## Consigne 1
Dans le texte sur la Côte d'Ivoire, quel autre nom l'auteur donne-t-il à « l'anticolonialisme de bouche » ?
## Consigne 2
Poursuivez, s'il vous plaît, le texte sur la Côte d'Ivoire après sa dernière phrase.

Blaise Pascal Touoyem, qui se présente comme philosophe à Yaoundé, me fait l’honneur suspect d’une tribune publiée, dit-il, en réponse à mon point de vue sur la Côte d’Ivoire. Avant d’en examiner les arguments et les présupposés, extraits de formulations souvent inutilement sophistiquées, il convient de préciser ceci à l’adresse des lecteurs : je n’ai jamais adressé de lettre publique à Blaise Pascal Touoyem. Nos échanges sur la Côte d’Ivoire appartenaient jusqu’ici au domaine confidentiel de nos boîtes mails sur facebook et leur contenu se limitait à quelques billets purement indicatifs. Blaise Pascam Touoyem, mon ancien camarade de fac au Département de Philosophie de Yaoundé, choisit donc d’exprimer publiquement nos divergences sur la Côte d’Ivoire, sans doute parce qu’on existe davantage en critiquant publiquement Franklin Nyamsi qu’en discutant confidentiellement avec lui.

J’accepte la rançon de la gloire. Et surtout parce qu’un certain nombre d’intellectuels kamerunais veulent passer maîtres dans l’art d’exister aux dépens des penseurs libres de notre continent, tout en taisant par leurs silences complices leurs allégeances lâches aux intellectueurs qui légitiment le système local de domination du régime RDPC de Paul Biya. Nous sommes donc en situation de devoir répondre à la sortie de Blaise Pascal Touoyem, qui rejoint ainsi par son argumentation, la vulgate incantatoire défendue par les Hubert Mono Ndjana, Lucien Ayissi, Charles-Romain Mbélé et bien d’autres défenseurs stratégiques de l’anticolonialisme de bouche, que je nomme encore l’anticolonialisme dogmatique. Or critiquer la domination mondiale quand on est kamerunais, en fermant les yeux sur la domination locale kamerunaise du RDPC, c’est parler en l’air. Et parler pour parler, parler seulement pour se faire entendre sans qu’on n’ai rien de substantiel à dire, c’est être un gueulard. Ni plus, ni moins : un faiseur de flatus vocis.

Données sources:
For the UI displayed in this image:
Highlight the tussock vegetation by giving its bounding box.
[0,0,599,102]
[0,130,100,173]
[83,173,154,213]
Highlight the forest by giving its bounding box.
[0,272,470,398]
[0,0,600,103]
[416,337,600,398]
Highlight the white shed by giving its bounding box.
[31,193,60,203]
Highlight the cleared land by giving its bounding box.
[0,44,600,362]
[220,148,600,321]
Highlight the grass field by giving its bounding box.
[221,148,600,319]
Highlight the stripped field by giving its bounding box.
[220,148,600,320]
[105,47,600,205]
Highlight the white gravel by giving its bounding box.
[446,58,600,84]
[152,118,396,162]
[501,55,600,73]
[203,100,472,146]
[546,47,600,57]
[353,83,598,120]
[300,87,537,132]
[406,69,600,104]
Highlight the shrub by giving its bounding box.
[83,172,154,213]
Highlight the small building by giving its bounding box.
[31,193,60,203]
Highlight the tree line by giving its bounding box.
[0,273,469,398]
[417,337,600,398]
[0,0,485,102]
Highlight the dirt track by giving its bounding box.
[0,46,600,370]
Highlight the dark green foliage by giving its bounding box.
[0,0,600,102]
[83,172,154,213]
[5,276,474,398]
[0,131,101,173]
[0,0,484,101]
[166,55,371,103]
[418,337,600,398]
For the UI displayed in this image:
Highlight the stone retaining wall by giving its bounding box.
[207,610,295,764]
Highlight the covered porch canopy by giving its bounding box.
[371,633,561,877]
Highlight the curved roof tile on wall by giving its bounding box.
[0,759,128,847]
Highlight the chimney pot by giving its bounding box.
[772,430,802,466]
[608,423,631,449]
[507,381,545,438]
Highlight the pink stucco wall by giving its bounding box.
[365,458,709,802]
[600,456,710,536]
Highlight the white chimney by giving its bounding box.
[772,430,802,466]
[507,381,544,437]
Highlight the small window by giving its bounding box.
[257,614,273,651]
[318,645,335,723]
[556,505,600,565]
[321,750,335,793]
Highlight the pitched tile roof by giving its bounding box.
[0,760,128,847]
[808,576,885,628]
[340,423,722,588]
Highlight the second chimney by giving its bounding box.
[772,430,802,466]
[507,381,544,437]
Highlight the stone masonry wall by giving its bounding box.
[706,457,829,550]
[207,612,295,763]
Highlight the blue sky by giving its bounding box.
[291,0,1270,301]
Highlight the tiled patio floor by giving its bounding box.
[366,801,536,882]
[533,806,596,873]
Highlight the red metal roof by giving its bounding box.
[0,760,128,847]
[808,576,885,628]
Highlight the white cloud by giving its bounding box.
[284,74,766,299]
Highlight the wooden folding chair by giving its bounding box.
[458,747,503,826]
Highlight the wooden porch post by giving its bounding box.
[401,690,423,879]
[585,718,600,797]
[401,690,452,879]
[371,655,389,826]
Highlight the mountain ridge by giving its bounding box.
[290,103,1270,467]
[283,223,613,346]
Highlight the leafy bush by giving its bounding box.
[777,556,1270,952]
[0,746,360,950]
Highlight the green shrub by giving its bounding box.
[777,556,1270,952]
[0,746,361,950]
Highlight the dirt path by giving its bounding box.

## Réponse attendue 1
L'anticolonialisme dogmatique.

## Réponse attendue 2
Insistons. Comment reconnaît-on les gueulards de la pensée kamerunaise ? On les reconnaît tous à leur marque de fabrique : ils s’attaquent furieusement à l’impérialisme international pour distraire la galerie et se taisent soudainement sur le système impérial national du RDPC, sur le système féodalo-religieux dans nos contrées du littoral, du nord et de l’ouest, du centre, de l’est, et sur leurs propres allégeances quotidiennes aux fossoyeurs connus du peuple kamerunais. Pour des raisons sécuritaires ou alimentaires, on peut les comprendre quand ils pèchent par omission. Mais c’est quand ils se revendiquent une légitimité épistémologique dans le rôle d’avants-centres des équipes de réactionnaires déguisés du Kamerun qu’il faut résolument les débusquer. Ce n’est donc pas un hasard si Blaise Pascal Touoyem s’attaque volontiers au « système mondial de domination », et se tait sur le « système local de Biya » qui n’a jamais gagné la moindre élection. Ce n’est pas un hasard si le modèle de Touoyem pour élever Gbagbo au pinacle de la résistance, c’est Toussaint-Louverture de Haïti, et non pas Um Nyobé du Kamerun. Comme ses inspirateurs yaoundéens, Touoyem pense la domination mondiale à partir d’une omission principielle de la domination locale, celle qui se joue sous ses yeux et qui est le fait de gens qu’il connaît bien et contre lesquels il n’a jamais daigné écrire explicitement une seule ligne publique ad hominem. Et c’est sur la base de cette lâcheté silencieuse qu’il est prompt à se porter candidat pour une soi-disant réponse à un Franklin Nathan Nyamsi qui ne lui a publiquement adressé AUCUN message. Touoyem croit ainsi montrer à ses maîtres yaoundéens qu’il peut bander ses muscles contre son ancien camarade de fac. Voyons comment notre bonhomme s’en tirera.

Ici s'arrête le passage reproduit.